### Data records
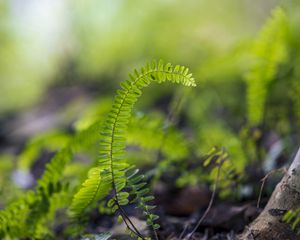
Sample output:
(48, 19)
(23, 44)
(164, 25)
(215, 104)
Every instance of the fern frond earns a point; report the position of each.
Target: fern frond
(14, 217)
(269, 51)
(112, 164)
(140, 193)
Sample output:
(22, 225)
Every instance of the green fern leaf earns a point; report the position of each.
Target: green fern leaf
(112, 164)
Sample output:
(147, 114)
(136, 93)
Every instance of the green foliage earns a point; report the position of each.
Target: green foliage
(293, 217)
(35, 207)
(101, 236)
(110, 174)
(269, 51)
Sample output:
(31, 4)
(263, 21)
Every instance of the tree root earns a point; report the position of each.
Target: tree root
(269, 224)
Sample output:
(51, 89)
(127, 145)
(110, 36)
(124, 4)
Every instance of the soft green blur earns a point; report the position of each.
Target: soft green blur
(102, 40)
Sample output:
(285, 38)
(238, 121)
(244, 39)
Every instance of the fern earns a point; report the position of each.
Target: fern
(110, 174)
(39, 202)
(269, 51)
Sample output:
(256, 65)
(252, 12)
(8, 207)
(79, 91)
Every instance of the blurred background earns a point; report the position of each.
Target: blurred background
(61, 62)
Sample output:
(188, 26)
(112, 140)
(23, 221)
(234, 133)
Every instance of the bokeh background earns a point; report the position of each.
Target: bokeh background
(61, 62)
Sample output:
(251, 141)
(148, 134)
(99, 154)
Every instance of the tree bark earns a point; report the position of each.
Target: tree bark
(286, 196)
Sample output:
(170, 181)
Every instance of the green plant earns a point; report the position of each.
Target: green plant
(110, 174)
(113, 173)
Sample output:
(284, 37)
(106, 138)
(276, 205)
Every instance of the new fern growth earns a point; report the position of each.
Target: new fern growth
(110, 175)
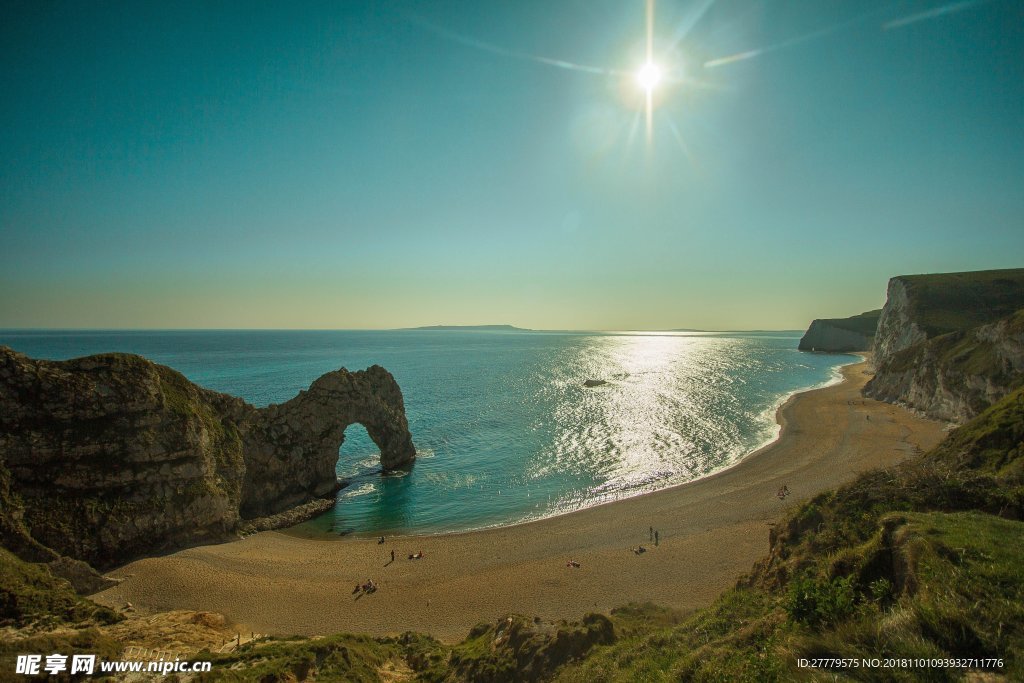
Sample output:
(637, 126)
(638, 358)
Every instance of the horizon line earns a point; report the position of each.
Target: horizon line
(427, 328)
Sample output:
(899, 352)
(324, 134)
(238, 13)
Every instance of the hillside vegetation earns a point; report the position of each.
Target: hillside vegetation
(920, 561)
(958, 301)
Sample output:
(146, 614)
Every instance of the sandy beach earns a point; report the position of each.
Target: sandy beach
(711, 530)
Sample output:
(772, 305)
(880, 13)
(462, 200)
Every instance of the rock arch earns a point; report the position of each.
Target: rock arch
(291, 450)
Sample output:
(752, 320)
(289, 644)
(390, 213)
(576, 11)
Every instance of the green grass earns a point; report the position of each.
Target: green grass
(30, 595)
(864, 324)
(340, 657)
(958, 301)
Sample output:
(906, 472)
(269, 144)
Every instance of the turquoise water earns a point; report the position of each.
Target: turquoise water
(504, 428)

### Directions for this task
Which lines in the material contain the word "blurred"? Copy each of those lines in full.

### Output of the task
Every instance of the blurred background earns a point; report the position of each.
Target: blurred background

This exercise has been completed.